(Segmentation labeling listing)
---
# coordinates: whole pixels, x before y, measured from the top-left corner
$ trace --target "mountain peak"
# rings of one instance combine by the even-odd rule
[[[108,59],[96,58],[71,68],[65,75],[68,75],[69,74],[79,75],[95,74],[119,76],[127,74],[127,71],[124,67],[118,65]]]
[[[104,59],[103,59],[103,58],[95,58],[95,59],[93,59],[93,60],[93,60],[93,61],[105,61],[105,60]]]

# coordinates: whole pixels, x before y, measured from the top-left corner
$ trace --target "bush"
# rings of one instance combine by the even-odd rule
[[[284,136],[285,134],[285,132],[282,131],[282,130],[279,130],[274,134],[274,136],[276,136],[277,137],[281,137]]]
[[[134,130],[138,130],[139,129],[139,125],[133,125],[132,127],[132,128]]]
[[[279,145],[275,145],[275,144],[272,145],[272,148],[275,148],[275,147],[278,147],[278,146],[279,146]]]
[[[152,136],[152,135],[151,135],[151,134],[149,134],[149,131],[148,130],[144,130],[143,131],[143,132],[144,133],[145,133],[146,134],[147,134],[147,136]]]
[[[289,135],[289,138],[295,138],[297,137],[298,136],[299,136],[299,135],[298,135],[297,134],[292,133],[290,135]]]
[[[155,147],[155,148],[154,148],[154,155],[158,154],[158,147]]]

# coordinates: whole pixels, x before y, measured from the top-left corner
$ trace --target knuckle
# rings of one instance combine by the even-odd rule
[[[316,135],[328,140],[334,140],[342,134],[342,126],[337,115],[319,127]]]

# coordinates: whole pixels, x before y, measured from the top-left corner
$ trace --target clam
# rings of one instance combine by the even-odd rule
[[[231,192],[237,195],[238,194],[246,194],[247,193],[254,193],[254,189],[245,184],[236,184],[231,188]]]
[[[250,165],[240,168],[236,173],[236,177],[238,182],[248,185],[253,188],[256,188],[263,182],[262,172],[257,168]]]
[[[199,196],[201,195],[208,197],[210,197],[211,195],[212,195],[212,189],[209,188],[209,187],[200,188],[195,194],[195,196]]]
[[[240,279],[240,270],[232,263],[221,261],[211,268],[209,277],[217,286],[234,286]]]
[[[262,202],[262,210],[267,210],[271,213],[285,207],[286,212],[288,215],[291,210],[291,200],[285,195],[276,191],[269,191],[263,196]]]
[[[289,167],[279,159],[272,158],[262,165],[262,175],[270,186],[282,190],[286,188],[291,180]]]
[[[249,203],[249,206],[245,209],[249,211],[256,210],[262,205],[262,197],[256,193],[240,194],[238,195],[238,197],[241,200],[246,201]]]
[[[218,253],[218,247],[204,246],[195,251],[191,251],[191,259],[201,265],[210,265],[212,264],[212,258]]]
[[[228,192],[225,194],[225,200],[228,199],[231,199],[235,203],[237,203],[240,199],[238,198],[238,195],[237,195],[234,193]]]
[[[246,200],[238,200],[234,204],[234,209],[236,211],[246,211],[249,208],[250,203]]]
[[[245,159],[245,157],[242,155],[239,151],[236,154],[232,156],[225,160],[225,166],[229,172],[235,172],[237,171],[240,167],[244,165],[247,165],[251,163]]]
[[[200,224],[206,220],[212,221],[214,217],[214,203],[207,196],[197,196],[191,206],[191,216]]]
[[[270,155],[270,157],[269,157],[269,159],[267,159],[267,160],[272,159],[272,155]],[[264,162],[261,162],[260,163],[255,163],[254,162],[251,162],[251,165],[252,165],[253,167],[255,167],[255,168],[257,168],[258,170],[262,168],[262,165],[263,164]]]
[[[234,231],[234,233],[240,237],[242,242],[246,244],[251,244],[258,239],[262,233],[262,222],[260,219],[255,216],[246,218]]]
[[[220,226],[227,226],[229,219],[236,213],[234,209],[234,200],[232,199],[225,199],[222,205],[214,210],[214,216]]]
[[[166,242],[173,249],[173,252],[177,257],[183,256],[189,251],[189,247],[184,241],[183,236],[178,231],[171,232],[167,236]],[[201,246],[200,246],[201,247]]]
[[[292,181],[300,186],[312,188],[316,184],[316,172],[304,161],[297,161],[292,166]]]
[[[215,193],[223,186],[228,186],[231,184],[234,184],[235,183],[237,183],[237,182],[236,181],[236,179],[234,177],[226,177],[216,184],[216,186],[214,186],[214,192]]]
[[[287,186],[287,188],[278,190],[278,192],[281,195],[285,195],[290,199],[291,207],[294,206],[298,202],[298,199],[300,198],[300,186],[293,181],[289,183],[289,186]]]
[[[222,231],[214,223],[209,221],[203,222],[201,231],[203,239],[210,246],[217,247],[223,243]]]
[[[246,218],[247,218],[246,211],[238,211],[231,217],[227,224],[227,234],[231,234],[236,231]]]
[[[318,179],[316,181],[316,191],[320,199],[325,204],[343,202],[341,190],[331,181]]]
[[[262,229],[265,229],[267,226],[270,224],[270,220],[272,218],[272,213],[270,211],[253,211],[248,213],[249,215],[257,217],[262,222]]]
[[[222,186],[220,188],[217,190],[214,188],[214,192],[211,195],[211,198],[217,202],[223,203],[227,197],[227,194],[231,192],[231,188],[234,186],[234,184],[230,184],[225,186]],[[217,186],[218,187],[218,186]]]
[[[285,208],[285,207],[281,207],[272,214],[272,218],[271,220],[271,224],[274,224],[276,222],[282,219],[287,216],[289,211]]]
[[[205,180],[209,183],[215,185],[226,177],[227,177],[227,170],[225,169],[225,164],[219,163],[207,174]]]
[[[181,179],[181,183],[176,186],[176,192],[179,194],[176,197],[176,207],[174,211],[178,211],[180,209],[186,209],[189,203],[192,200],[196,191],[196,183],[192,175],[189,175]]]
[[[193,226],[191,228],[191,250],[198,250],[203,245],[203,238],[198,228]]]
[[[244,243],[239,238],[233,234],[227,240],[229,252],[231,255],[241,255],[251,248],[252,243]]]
---
**EXERCISE DIRECTIONS**
Swap "whole pixels" for "integer pixels" everywhere in the listing, then write out all of its lines again with nothing else altered.

**WRITTEN RESPONSE**
# coordinates: integer pixels, x before y, measured from the top-left corner
$ trace --target "mountain peak"
# rings of one instance combine by the even-odd rule
[[[108,59],[96,58],[71,68],[65,75],[68,75],[69,74],[79,75],[95,74],[119,76],[127,74],[127,71],[124,67],[118,65]]]
[[[104,59],[103,59],[103,58],[95,58],[95,59],[93,59],[93,60],[93,60],[93,61],[105,61],[105,60]]]

# coordinates: integer pixels, x before y, measured from the top-left corner
$ trace --target "bush"
# rings of one instance combine by the even-odd rule
[[[284,136],[285,134],[285,132],[282,131],[282,130],[279,130],[274,134],[274,136],[276,136],[277,137],[281,137]]]
[[[134,130],[138,130],[139,129],[139,125],[133,125],[132,127],[132,128]]]
[[[279,145],[275,145],[275,144],[272,145],[272,148],[275,148],[275,147],[278,147],[278,146],[279,146]]]
[[[152,136],[152,135],[151,135],[151,134],[149,134],[149,131],[148,130],[144,130],[143,131],[143,132],[144,133],[145,133],[146,134],[147,134],[147,136]]]
[[[289,135],[289,138],[295,138],[297,137],[298,136],[299,136],[299,135],[298,135],[297,134],[292,133],[290,135]]]
[[[155,147],[155,148],[154,148],[154,155],[158,154],[158,147]]]

# coordinates: integer pixels, x before y, measured from the top-left corner
$ trace --target knuckle
# rings of one instance combine by the even-odd rule
[[[316,135],[328,140],[334,140],[342,134],[342,126],[337,115],[319,127]]]

# coordinates: integer pixels, x before y, measured from the top-left corner
$ trace --target clam
# rings of one instance combine by the even-odd rule
[[[231,192],[237,195],[238,194],[246,194],[247,193],[254,193],[254,189],[245,184],[236,184],[231,188]]]
[[[250,165],[240,168],[236,173],[236,177],[238,182],[248,185],[253,188],[256,188],[263,182],[262,172],[257,168]]]
[[[199,196],[201,195],[208,197],[210,197],[211,195],[212,195],[212,189],[209,188],[209,187],[200,188],[195,194],[195,196]]]
[[[240,279],[240,270],[232,263],[221,261],[211,268],[209,277],[217,286],[234,286]]]
[[[262,202],[262,210],[267,210],[271,213],[285,207],[286,212],[288,215],[291,210],[291,200],[285,195],[276,191],[269,191],[263,196]]]
[[[289,167],[279,159],[272,158],[262,165],[262,175],[270,186],[282,190],[286,188],[291,180]]]
[[[249,203],[249,206],[245,209],[249,211],[256,210],[262,205],[262,197],[256,193],[240,194],[238,195],[238,197],[241,200],[246,201]]]
[[[218,253],[218,247],[204,246],[195,251],[191,251],[191,259],[201,265],[210,265],[212,264],[212,258]]]
[[[228,192],[225,194],[225,200],[228,199],[231,199],[235,203],[237,203],[240,199],[238,198],[238,195],[237,195],[234,193]]]
[[[246,200],[238,200],[234,204],[234,209],[236,211],[246,211],[249,208],[250,203]]]
[[[245,159],[245,157],[242,155],[239,151],[236,154],[232,156],[225,160],[225,166],[229,172],[235,172],[237,171],[240,167],[244,165],[247,165],[251,163]]]
[[[200,224],[206,220],[212,221],[214,217],[214,203],[207,196],[197,196],[191,206],[191,216]]]
[[[270,155],[270,157],[269,157],[269,159],[267,159],[267,160],[272,159],[272,155]],[[264,162],[261,162],[260,163],[255,163],[254,162],[251,162],[251,165],[252,165],[253,167],[255,167],[255,168],[257,168],[258,170],[262,168],[262,165],[263,164]]]
[[[234,231],[234,233],[240,237],[242,242],[246,244],[251,244],[258,239],[262,233],[262,222],[260,219],[255,216],[246,218]]]
[[[220,226],[227,226],[229,219],[236,213],[234,209],[234,200],[232,199],[225,199],[222,205],[214,210],[214,216]]]
[[[166,242],[173,249],[173,252],[177,257],[183,256],[189,251],[189,247],[184,241],[183,236],[178,231],[171,232],[167,236]],[[201,246],[200,246],[201,247]]]
[[[292,181],[300,186],[312,188],[316,184],[316,172],[304,161],[297,161],[292,166]]]
[[[215,193],[223,186],[228,186],[231,184],[234,184],[235,183],[237,183],[237,182],[236,181],[236,179],[234,177],[226,177],[216,184],[216,186],[214,186],[214,192]]]
[[[287,186],[287,188],[278,190],[278,192],[281,195],[285,195],[290,199],[291,207],[294,206],[298,202],[298,199],[300,198],[300,186],[293,181],[289,183],[289,186]]]
[[[222,231],[214,223],[209,221],[203,222],[201,231],[203,239],[210,246],[217,247],[223,243]]]
[[[246,218],[247,218],[246,211],[238,211],[231,217],[227,224],[227,234],[231,234],[236,231]]]
[[[318,179],[316,181],[316,191],[320,199],[325,204],[343,202],[341,190],[331,181]]]
[[[262,229],[265,229],[267,226],[270,224],[270,220],[272,218],[272,213],[270,211],[253,211],[248,213],[249,215],[257,217],[262,222]]]
[[[222,186],[220,188],[217,190],[214,188],[214,192],[211,195],[211,198],[217,202],[223,203],[227,197],[227,194],[231,192],[231,188],[234,186],[234,184],[230,184],[225,186]],[[217,186],[218,187],[218,186]]]
[[[285,208],[285,207],[281,207],[272,214],[272,218],[271,220],[271,224],[274,224],[276,222],[282,219],[287,216],[289,211]]]
[[[205,180],[209,183],[215,185],[226,177],[227,177],[227,170],[225,169],[225,164],[219,163],[207,174]]]
[[[181,179],[181,183],[176,186],[176,192],[179,194],[176,197],[176,207],[174,211],[178,211],[180,209],[186,209],[189,203],[192,200],[196,191],[196,183],[192,175],[189,175]]]
[[[193,226],[191,228],[191,250],[198,250],[203,245],[203,238],[198,228]]]
[[[244,243],[239,238],[233,234],[227,240],[229,252],[231,255],[241,255],[251,248],[252,243]]]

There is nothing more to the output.